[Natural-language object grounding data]
Segment Open

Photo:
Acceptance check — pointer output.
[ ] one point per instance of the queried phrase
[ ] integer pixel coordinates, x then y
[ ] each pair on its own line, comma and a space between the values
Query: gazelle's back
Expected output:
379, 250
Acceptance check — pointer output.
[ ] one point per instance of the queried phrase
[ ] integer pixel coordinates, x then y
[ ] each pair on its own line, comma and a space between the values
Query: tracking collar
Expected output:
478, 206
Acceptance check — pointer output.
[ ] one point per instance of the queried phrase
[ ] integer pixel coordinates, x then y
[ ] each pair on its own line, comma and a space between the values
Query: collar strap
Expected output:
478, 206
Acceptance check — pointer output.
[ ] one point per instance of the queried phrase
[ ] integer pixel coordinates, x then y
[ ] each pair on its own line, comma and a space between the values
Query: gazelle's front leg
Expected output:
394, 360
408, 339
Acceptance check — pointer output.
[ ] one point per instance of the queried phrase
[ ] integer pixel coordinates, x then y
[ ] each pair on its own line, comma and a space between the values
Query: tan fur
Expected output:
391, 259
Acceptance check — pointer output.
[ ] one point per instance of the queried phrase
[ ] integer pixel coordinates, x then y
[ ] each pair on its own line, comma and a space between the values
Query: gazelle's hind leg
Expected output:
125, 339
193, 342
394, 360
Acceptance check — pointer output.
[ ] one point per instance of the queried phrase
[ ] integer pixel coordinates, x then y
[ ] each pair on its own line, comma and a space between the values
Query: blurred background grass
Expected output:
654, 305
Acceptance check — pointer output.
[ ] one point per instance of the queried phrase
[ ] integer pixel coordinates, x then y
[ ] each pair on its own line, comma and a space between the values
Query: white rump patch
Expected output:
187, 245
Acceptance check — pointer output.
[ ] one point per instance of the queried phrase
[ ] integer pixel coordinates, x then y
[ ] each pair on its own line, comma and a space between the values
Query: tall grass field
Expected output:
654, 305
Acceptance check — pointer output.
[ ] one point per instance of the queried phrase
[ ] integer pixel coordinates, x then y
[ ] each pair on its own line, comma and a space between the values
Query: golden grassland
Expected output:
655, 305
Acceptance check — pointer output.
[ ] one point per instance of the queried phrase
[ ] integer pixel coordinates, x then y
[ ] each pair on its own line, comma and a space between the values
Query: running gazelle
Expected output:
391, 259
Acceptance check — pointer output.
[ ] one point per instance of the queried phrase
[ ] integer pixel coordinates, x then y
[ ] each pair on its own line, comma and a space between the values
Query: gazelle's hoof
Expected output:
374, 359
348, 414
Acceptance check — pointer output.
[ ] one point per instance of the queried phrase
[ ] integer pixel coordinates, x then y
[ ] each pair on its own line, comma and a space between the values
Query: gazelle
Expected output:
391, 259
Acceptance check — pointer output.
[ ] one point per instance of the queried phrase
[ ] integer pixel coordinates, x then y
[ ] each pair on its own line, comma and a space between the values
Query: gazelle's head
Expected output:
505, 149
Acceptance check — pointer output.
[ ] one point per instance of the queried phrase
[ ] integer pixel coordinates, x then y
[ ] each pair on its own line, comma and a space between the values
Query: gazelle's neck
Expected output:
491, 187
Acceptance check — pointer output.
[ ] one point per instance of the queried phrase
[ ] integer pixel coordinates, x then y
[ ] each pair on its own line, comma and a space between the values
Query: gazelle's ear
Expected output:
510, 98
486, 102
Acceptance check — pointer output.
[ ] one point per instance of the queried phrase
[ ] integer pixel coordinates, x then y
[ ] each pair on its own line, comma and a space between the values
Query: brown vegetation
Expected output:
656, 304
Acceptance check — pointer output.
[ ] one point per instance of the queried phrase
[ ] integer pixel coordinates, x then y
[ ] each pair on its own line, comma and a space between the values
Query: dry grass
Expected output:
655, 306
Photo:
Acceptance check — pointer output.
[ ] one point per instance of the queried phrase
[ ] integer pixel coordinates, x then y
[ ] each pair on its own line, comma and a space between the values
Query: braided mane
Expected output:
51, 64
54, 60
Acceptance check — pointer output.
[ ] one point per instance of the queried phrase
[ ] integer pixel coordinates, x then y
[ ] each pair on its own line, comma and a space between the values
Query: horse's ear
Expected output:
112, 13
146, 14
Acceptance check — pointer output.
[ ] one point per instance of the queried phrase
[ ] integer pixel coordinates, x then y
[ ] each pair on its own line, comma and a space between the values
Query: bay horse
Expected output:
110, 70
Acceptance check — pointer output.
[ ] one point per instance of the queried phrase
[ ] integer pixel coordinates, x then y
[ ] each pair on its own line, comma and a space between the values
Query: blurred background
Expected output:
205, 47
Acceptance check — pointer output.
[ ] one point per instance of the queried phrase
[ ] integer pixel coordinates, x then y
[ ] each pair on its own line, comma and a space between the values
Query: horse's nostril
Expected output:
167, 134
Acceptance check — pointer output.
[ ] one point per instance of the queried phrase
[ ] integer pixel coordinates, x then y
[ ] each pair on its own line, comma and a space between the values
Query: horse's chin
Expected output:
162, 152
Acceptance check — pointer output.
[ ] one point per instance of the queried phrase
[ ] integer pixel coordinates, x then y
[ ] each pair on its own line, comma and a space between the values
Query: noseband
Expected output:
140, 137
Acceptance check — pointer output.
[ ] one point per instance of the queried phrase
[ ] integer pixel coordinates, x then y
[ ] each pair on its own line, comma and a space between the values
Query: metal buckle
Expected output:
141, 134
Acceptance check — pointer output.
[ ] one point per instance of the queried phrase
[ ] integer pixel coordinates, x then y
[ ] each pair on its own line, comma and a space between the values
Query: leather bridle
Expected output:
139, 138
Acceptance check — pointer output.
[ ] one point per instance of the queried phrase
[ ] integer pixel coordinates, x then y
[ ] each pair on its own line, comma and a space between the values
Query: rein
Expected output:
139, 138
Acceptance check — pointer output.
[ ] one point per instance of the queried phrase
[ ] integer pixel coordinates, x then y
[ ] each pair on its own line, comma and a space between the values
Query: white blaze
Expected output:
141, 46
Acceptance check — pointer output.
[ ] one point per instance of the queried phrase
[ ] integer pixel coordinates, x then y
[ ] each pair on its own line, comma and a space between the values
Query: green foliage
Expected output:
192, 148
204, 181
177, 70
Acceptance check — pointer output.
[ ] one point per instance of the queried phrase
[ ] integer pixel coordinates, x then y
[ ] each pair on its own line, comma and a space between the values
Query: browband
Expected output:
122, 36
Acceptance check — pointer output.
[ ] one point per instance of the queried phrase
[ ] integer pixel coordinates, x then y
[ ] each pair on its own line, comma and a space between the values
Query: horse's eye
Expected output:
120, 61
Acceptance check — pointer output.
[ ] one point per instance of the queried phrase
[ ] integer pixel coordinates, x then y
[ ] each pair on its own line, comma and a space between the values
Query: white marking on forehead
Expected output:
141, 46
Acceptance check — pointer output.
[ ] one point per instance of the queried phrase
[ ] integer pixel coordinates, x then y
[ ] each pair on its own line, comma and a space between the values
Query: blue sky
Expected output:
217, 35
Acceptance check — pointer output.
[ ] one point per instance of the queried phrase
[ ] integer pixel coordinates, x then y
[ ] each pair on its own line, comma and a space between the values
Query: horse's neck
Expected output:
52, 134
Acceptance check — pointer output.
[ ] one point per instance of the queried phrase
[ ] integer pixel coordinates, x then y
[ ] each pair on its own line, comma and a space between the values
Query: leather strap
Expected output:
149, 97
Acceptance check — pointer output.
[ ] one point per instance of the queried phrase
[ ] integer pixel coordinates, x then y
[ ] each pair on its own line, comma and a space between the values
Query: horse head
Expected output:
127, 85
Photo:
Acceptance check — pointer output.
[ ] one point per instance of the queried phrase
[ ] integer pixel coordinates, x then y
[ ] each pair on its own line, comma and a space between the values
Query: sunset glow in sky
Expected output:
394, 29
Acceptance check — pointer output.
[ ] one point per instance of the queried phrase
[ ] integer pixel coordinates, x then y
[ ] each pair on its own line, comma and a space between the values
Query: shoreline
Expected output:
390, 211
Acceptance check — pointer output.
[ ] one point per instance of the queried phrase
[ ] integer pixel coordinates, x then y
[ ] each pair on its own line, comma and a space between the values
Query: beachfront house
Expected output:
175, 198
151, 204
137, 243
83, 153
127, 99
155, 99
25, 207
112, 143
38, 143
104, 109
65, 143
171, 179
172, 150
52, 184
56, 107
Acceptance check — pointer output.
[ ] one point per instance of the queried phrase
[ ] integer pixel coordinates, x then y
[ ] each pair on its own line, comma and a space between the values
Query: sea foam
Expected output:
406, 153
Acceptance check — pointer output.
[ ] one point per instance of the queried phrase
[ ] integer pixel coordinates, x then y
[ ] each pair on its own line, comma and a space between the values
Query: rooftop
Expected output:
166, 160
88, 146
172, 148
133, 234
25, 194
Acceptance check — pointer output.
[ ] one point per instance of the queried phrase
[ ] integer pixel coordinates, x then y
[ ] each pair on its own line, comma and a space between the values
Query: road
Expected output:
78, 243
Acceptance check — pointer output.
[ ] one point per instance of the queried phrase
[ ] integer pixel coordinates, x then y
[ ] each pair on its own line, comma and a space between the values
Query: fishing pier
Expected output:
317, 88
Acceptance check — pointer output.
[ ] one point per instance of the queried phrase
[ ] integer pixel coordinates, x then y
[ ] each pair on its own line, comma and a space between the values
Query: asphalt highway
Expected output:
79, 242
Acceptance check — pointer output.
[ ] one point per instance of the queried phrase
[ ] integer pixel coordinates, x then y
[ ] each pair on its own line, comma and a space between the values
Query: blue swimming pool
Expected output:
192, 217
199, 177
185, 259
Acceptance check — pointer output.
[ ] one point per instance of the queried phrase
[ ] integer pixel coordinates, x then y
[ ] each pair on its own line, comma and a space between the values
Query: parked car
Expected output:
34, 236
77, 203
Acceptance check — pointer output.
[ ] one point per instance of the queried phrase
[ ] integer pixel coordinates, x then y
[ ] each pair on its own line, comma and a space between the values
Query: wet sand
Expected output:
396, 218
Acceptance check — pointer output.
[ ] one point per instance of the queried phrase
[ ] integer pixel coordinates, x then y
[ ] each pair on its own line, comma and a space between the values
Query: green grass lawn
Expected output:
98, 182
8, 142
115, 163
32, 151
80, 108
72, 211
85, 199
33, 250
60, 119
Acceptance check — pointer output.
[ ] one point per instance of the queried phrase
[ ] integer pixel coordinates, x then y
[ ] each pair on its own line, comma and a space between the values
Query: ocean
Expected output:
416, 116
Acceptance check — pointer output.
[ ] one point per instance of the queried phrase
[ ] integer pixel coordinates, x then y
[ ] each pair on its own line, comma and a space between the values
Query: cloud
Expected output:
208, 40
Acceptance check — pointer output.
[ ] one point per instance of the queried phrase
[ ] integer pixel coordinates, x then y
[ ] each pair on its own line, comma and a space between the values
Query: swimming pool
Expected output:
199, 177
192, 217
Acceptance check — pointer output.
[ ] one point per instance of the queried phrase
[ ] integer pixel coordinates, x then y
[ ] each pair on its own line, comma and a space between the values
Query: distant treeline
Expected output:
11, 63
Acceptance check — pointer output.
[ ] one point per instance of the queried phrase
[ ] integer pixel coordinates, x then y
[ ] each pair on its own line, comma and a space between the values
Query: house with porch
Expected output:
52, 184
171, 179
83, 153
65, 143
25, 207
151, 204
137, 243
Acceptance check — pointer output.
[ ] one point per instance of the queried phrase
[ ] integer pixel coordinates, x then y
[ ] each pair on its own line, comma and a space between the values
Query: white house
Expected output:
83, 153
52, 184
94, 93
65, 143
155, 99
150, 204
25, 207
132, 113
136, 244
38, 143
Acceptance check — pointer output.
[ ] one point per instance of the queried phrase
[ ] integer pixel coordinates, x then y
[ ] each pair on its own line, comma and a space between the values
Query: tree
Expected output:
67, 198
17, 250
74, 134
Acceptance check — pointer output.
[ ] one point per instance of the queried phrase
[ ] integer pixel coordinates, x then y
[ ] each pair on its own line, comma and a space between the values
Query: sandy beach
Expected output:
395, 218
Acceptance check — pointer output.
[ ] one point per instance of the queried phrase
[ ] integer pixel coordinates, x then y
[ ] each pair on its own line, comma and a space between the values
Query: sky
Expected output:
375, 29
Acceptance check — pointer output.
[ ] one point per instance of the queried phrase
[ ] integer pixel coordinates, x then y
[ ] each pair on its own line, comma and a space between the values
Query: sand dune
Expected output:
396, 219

Segment Closed

TASK:
Read the data above and pull out each line that holds the string "leather".

EXERCISE OUTPUT:
Query: leather bridle
Query: leather strap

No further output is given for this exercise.